Problem description: Render the entries below as a JSON array of strings, with each line as its own string and blank lines omitted.

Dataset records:
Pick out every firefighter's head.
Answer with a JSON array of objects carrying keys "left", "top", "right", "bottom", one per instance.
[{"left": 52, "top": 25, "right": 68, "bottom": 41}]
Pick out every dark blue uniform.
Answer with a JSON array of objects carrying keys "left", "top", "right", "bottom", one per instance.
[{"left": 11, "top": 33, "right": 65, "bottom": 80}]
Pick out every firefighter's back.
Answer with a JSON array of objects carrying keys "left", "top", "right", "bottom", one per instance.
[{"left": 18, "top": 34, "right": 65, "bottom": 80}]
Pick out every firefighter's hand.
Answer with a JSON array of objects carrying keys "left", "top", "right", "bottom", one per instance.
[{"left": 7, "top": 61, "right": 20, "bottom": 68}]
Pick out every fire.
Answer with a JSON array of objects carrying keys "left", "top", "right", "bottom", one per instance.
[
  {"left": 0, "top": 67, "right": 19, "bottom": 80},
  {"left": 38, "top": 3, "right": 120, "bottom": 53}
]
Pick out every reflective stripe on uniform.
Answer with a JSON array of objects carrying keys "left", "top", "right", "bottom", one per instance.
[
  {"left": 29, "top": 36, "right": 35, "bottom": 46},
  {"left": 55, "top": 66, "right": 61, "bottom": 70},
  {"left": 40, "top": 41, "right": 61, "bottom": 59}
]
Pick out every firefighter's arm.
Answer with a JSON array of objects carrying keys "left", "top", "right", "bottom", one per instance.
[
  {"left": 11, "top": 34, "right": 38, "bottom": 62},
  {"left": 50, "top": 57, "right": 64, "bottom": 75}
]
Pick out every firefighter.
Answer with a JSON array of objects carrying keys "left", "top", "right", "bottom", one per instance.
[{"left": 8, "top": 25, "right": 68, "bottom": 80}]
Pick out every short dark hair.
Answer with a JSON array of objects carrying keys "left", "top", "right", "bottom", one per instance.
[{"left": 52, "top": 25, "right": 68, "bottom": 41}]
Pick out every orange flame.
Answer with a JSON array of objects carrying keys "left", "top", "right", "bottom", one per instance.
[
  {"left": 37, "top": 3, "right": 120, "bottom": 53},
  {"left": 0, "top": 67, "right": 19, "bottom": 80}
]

Task response:
[
  "Pick out every firefighter's head.",
  "Answer with a JSON array of objects carrying keys \"left\", \"top\", \"right\", \"bottom\", one per instance.",
  "[{\"left\": 52, \"top\": 25, \"right\": 68, \"bottom\": 41}]",
  "Pick out every dark blue uniform.",
  "Answer with a JSON array of objects carrying keys \"left\", \"top\", \"right\", \"bottom\", one per instance.",
  "[{\"left\": 11, \"top\": 33, \"right\": 65, \"bottom\": 80}]",
  "Pick out every firefighter's back.",
  "Answer with a JSON array of objects carrying keys \"left\", \"top\", \"right\", \"bottom\", one per instance.",
  "[{\"left\": 18, \"top\": 34, \"right\": 65, \"bottom\": 80}]",
  "Pick out every firefighter's hand.",
  "Answer with a JSON array of objects carrying keys \"left\", \"top\", \"right\", \"bottom\", one per instance.",
  "[{\"left\": 7, \"top\": 61, \"right\": 20, \"bottom\": 68}]",
  "Pick out every fire.",
  "Answer with a JSON array of objects carrying keys \"left\", \"top\", \"right\", \"bottom\", one per instance.",
  "[",
  "  {\"left\": 0, \"top\": 67, \"right\": 19, \"bottom\": 80},",
  "  {\"left\": 38, \"top\": 3, \"right\": 120, \"bottom\": 53}",
  "]",
  "Pick out every reflective stripe on uniform.",
  "Answer with a JSON array of objects carrying keys \"left\", \"top\", \"right\", \"bottom\", one per instance.",
  "[",
  "  {\"left\": 29, \"top\": 36, \"right\": 35, \"bottom\": 46},",
  "  {\"left\": 55, \"top\": 66, \"right\": 61, \"bottom\": 70},",
  "  {\"left\": 40, \"top\": 41, \"right\": 61, \"bottom\": 59}",
  "]",
  "Pick out every firefighter's arm.",
  "Answer with a JSON array of objects carrying keys \"left\", \"top\", \"right\", \"bottom\", one per instance.",
  "[",
  "  {\"left\": 11, \"top\": 34, \"right\": 38, \"bottom\": 62},",
  "  {\"left\": 50, \"top\": 57, \"right\": 64, \"bottom\": 75}",
  "]",
  "Pick out every firefighter.",
  "Answer with a JSON array of objects carrying keys \"left\", \"top\", \"right\", \"bottom\", one per instance.",
  "[{\"left\": 8, \"top\": 25, \"right\": 68, \"bottom\": 80}]",
  "Pick out every short dark hair.",
  "Answer with a JSON array of objects carrying keys \"left\", \"top\", \"right\", \"bottom\", one per instance.",
  "[{\"left\": 52, \"top\": 25, \"right\": 68, \"bottom\": 41}]",
  "Pick out every orange flame.",
  "Answer with a JSON array of objects carrying keys \"left\", \"top\", \"right\", \"bottom\", one per instance.",
  "[",
  "  {\"left\": 37, \"top\": 3, \"right\": 120, \"bottom\": 53},",
  "  {\"left\": 0, \"top\": 67, \"right\": 19, \"bottom\": 80}",
  "]"
]